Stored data
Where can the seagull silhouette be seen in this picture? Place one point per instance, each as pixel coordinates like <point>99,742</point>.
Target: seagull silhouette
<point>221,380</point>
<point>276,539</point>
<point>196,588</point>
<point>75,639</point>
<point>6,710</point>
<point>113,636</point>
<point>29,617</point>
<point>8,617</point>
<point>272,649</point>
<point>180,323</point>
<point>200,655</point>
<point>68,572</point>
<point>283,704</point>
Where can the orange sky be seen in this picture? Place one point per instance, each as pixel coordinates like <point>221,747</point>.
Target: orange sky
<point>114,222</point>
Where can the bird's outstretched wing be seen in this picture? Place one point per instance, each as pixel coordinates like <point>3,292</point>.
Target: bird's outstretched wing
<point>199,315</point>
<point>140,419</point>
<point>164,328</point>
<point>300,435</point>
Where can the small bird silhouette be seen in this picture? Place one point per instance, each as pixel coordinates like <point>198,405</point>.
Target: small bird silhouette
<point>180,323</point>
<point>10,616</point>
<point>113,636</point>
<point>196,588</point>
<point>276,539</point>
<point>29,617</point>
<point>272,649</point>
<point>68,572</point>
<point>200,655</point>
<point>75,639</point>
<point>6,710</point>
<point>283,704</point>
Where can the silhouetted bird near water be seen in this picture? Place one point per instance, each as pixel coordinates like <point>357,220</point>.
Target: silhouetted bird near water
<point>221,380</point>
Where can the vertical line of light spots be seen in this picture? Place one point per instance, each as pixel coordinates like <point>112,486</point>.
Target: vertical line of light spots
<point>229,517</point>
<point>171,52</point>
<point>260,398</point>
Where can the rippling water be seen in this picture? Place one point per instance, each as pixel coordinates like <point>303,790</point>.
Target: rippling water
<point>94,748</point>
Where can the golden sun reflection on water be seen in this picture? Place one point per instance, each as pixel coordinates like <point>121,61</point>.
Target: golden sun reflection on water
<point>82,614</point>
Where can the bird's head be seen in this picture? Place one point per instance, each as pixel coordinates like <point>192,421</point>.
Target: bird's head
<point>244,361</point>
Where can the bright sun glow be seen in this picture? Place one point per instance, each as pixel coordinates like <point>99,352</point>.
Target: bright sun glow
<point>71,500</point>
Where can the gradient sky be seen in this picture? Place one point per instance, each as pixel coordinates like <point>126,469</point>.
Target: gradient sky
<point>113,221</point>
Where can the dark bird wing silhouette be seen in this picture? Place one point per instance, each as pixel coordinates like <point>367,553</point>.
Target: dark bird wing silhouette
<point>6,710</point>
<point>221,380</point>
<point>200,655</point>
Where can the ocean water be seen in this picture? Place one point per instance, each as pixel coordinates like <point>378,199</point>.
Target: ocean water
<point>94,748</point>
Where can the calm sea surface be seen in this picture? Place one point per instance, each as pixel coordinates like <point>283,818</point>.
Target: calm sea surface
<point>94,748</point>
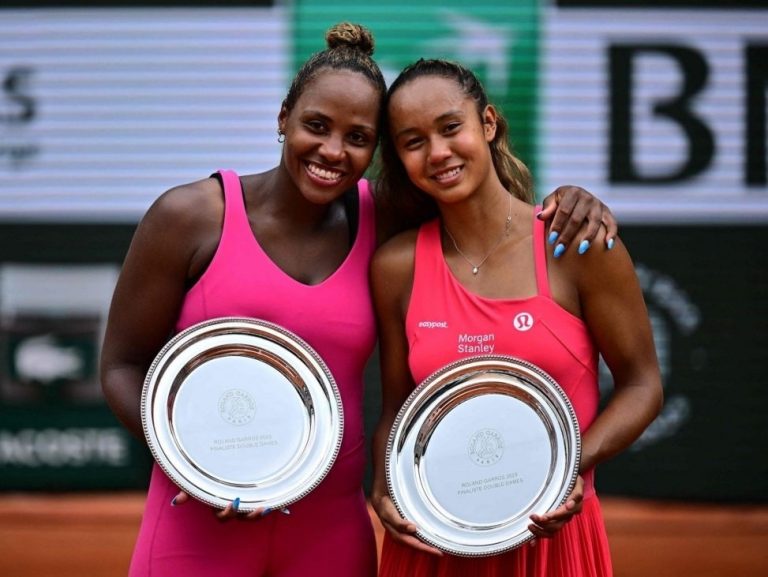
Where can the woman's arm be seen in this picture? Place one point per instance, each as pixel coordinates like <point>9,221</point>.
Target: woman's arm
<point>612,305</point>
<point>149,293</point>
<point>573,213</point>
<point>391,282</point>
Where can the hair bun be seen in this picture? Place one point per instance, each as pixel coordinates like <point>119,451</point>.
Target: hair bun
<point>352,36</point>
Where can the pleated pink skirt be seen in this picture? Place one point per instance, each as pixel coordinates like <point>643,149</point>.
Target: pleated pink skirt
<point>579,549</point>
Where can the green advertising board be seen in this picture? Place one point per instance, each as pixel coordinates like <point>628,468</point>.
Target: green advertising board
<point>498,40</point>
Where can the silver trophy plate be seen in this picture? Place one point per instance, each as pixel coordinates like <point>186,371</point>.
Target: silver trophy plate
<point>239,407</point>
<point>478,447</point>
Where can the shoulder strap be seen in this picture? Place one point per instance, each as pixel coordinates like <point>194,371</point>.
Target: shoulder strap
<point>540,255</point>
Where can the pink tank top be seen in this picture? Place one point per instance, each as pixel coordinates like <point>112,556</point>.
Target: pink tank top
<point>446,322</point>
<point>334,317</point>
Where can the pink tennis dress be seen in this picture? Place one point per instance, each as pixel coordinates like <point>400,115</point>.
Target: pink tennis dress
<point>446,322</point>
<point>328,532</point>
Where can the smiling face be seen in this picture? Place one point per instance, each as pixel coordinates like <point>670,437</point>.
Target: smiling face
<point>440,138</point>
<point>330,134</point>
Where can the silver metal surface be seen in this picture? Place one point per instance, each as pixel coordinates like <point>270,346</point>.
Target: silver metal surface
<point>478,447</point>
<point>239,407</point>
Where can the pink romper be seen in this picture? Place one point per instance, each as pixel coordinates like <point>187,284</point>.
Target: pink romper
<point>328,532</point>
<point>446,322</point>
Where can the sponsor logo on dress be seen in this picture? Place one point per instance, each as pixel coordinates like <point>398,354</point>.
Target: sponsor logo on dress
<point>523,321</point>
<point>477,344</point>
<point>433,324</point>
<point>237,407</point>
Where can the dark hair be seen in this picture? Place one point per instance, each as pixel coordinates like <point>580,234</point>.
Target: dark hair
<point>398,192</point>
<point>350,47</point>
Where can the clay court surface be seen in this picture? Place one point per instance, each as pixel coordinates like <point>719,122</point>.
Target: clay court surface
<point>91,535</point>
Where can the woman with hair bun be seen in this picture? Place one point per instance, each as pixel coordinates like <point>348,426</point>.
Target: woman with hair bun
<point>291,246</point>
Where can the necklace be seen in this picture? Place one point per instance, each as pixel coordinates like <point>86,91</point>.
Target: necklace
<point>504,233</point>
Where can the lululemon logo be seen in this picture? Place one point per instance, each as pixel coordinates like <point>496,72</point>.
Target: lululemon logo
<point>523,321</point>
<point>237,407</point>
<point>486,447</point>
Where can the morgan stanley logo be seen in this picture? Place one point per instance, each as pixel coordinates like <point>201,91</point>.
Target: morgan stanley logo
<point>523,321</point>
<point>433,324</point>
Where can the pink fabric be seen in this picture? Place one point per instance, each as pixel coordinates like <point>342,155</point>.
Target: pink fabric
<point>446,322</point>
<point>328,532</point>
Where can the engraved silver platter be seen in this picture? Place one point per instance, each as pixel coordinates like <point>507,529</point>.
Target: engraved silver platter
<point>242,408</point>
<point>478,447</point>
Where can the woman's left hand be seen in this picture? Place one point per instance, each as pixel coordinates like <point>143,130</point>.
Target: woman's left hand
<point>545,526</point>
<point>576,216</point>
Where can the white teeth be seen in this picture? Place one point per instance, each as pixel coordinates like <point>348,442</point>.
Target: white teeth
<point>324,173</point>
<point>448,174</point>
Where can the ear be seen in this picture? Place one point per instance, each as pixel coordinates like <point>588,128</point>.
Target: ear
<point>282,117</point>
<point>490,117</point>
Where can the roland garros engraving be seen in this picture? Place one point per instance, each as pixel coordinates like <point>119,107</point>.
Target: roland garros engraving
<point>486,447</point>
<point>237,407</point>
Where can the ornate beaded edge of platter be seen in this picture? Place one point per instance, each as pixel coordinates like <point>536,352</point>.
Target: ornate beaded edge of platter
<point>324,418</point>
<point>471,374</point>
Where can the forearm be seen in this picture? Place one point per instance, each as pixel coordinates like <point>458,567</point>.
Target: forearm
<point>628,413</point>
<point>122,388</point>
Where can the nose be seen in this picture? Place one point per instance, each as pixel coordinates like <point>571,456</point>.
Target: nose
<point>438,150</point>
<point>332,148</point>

...

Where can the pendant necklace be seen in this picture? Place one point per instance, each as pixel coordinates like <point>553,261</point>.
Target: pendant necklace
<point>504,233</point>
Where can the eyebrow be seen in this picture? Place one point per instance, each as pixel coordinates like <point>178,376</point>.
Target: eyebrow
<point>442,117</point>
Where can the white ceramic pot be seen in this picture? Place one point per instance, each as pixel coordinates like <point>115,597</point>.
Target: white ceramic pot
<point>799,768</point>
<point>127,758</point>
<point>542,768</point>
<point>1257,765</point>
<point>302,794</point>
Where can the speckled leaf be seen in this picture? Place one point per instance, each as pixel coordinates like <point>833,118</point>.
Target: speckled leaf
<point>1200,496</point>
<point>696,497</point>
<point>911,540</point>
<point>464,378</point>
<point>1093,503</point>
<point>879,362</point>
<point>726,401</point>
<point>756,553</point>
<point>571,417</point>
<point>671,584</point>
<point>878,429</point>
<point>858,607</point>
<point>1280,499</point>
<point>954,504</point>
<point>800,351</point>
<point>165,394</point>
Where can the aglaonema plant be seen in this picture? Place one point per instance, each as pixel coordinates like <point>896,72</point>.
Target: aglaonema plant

Your instructions => Copy the listing lines starting at the one containing "Where can the seagull" and ending at the one containing "<point>82,614</point>", renaming "orange sky" to "amber sky" and leaving everything else the same.

Result of the exercise =>
Where can the seagull silhouette be seen in this picture? Place one point per instance, each as pixel coordinates like <point>99,742</point>.
Target: seagull silhouette
<point>221,380</point>
<point>276,539</point>
<point>196,588</point>
<point>75,639</point>
<point>6,710</point>
<point>113,636</point>
<point>29,617</point>
<point>8,617</point>
<point>272,649</point>
<point>180,323</point>
<point>200,655</point>
<point>68,572</point>
<point>283,704</point>
Where can the amber sky be seen in this picture? Place one point per instance, each as pixel coordinates like <point>221,747</point>.
Target: amber sky
<point>114,222</point>
Where can the bird's outstretched wing be seen in this picture? Place one point per instance, each as pixel coordinates like <point>3,292</point>.
Target: bird's outstretched wing
<point>199,315</point>
<point>140,419</point>
<point>164,328</point>
<point>300,435</point>
Where can the small bird silhouette be seen in this picture? Place one point per instance, each as pixel coordinates like <point>198,405</point>.
Target: small bird silhouette
<point>180,323</point>
<point>10,616</point>
<point>113,636</point>
<point>196,588</point>
<point>276,539</point>
<point>29,617</point>
<point>272,649</point>
<point>68,572</point>
<point>200,655</point>
<point>75,639</point>
<point>6,710</point>
<point>283,704</point>
Where can the silhouetted bird near water be seen in this picture? Place one point per instance, each as pixel coordinates like <point>357,220</point>.
Target: silhouetted bird near water
<point>221,380</point>
Where can the vertical line of light spots be seen in this picture? Place one point per instance, each as pixel coordinates like <point>112,486</point>.
Target: vertical line of light spots
<point>229,517</point>
<point>171,52</point>
<point>260,398</point>
Where can the rippling water be seen in this picture? Place one point per instance, each as pixel coordinates like <point>303,790</point>.
Target: rippling water
<point>94,748</point>
Where can the golden sun reflection on water be seen in this picture? Place one point per instance, each as pixel coordinates like <point>121,61</point>.
Target: golden sun reflection on water
<point>82,614</point>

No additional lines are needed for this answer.